EXCERPT PROVIDED =>
************

# Surf Setup?



## Surveyor (Dec 24, 2014)

New to Surf fishing. The misses and I are going to give it a go this spring. With some suggestions via forum I have purchased a Penn FRC 6000 with a 11' Penn Prevail Rod. Being that it is cold as hell outside most places and you all are stuck inside. How bout giving me some suggestions for some* line* on this reel and a standard *rig *at the end of the line. I will be fishing the surf in NE Florida just looking to wet a line and see what I can catch. Any help would be much appreciated. I did do some forum searches but did not find what I was looking for. Any suggestions?

Thanks all!


----------



## saltwaterassasin (Dec 30, 2014)

15-17lb mono or 20 braid main line. Fish finder rig . 50-60lb mono leader .


----------



## kurazy kracka (Oct 14, 2008)

Reel that size back it with like 150 yards of 20# mono and then stack another 250 of 20# braid on top and then a top shot of mono. 

Fish finder rig attached. To spool entire thing with 20# braid you're looking at a good $60 in line


----------



## fish bucket (Dec 5, 2002)

while I prefer all braid using mono for backing is acceptable.
put 1 30yd spool of 20-30lb braid up front.
a fish finder rig is ok but I think you would do better with a hi/lo rig.
a hi/lo rig gives you twice the chance and lets you use 2 different baits


----------



## Mastrbaitr (May 7, 2014)

Have you ever used braid before? And do you know what a shock leader is?


----------



## ez2cdave (Oct 13, 2008)

Mastrbaitr said:


> Have you ever used braid before? And do you know what a shock leader is?


Since they are just starting out . . . Stick with Mono over Braid.

Fluorocarbon over Mono for the rigs is worthwhile . . .

Tight Lines !


----------



## fish bucket (Dec 5, 2002)

Fluorocarbon over Mono for the rigs is worthwhile . . .yet you say to stick with mono instead of braid


----------



## Mastrbaitr (May 7, 2014)

************

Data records
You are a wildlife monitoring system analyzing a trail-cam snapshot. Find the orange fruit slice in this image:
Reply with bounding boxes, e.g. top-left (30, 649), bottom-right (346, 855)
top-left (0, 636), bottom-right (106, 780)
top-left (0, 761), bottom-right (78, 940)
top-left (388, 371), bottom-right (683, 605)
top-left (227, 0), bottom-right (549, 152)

************

JOB 1 =>
In the surf fishing thread, which rig does fish bucket think would do better than a fish finder rig?
JOB 2 =>
Pick up the surf fishing thread from its last line and continue it.

WRITTEN RESPONSE 1 =>
A hi/lo rig.

WRITTEN RESPONSE 2 =>
fish bucket said:


> Fluorocarbon over Mono for the rigs is worthwhile . . .yet you say to stick with mono instead of braid


The dudes new to surf fishing. Braid is for when you have surpassed the limits of mono for distance IMHO. As a bonus you don't have to worry about wind knot and they way braid gets pulled by the waves cus it floats.


----------



## BAYFISHER (Jul 6, 2001)

if going braid please save fingers by looking at this link to prevent sliced fingers.http://www.breakawayusa.com/products/accessories/cannon/ aadd ittosetup


----------



## fish bucket (Dec 5, 2002)

the learning curve for braid is very short....they'll get the hang of it quick
they will use braid eventually so why not start with it


----------



## ez2cdave (Oct 13, 2008)

fish bucket said:


> Fluorocarbon over Mono for the rigs is worthwhile . . .yet you say to stick with mono instead of braid


Fluorocarbon = Invisibility

Mono = Simplicity

Braid = Complications for a newcomer.


----------



## ez2cdave (Oct 13, 2008)

fish bucket said:


> the learning curve for braid is very short....they'll get the hang of it quick they will use braid eventually so why not start with it


"They will eventually use braid ..." - That's a false assumption, I'm afraid.

I've been fishing for 47 years, starting at age 6. For 46 of those years, I've used Mono. I tried Braid, gave it a full year on spinners and conventionals, and ended up absolutely hating it ... 
Maybe that's just me, but Mono is it for me until the new "Gliss" line from Germany hits the market, which I intend to try !


----------



## fish bucket (Dec 5, 2002)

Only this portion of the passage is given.